YOUR OBJECTIVE ▸
Could you return each line from the one bearing "spot the coconut" through the last line of the entries, exactly as it stands, with no pictures?

* * * * * * *

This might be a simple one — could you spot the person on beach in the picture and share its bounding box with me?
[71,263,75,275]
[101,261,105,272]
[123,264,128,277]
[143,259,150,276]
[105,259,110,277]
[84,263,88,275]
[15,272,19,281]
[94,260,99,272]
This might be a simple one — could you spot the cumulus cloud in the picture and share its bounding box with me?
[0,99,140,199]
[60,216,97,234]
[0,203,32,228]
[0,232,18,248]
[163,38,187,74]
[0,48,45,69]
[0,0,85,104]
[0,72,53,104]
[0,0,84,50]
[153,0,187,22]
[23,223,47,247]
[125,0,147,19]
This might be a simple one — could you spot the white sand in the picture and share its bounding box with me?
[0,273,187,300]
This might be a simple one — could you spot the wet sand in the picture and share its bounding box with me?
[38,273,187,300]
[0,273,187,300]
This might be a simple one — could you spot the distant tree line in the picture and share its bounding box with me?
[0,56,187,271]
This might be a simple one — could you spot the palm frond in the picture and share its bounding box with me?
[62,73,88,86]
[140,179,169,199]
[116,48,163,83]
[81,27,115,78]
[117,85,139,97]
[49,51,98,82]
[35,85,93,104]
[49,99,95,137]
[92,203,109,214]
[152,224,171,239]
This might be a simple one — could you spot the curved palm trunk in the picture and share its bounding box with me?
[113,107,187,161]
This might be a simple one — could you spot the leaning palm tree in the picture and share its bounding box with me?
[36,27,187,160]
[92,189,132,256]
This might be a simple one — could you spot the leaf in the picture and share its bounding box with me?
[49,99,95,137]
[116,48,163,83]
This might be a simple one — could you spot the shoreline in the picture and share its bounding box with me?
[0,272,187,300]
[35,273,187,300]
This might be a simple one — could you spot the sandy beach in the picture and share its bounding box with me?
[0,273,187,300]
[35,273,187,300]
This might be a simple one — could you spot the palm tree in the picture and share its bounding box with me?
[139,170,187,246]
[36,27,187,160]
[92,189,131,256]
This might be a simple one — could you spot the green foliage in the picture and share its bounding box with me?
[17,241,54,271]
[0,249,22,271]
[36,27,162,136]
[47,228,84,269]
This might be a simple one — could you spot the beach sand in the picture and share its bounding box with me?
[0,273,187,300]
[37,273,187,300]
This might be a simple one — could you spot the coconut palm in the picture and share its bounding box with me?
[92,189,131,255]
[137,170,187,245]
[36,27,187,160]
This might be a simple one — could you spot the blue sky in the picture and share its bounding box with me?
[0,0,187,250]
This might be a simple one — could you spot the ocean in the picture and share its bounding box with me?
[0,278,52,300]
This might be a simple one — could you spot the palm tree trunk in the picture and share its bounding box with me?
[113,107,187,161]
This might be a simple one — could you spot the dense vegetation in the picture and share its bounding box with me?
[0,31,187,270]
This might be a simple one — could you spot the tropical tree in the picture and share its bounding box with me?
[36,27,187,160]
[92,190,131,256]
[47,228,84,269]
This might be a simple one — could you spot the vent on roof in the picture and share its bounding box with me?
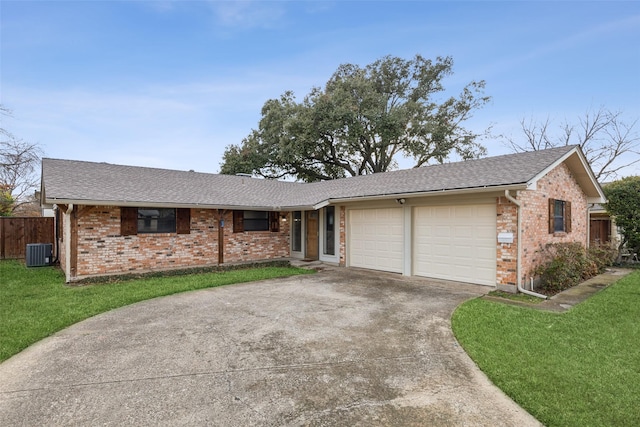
[27,243,52,267]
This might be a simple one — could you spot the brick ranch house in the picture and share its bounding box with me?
[41,146,604,292]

* * * * * * *

SOLUTION TO THIS PROBLEM ▸
This might be a simple one — could you spot the coconut palm in the picture and share its bounding box with me?
[92,189,131,255]
[137,170,187,245]
[36,27,187,160]
This might be a simple one — could you spot the blue sky in the picture and share its bounding box with me?
[0,0,187,250]
This might be a simple one — could you spot the ocean in the picture and share its bounding box with me?
[0,278,52,300]
This might be a simple one — could you spot the palm tree trunk in the picture and share its bounding box with me?
[113,107,187,161]
This might be a simple one — could you spot the dense vegetation in the picture and share its bounding box with me?
[0,31,187,270]
This might be a simple one — could you spot the tropical tree in the picture and share its bounding box with me?
[36,27,187,160]
[92,190,131,256]
[47,228,84,269]
This might be a simple one — could you spot the vent on roof in the picture and share its bounding box with me?
[27,243,52,267]
This might be a simple one — could you spot the brick ranch house in the picture and share its bounding box with me?
[41,146,604,292]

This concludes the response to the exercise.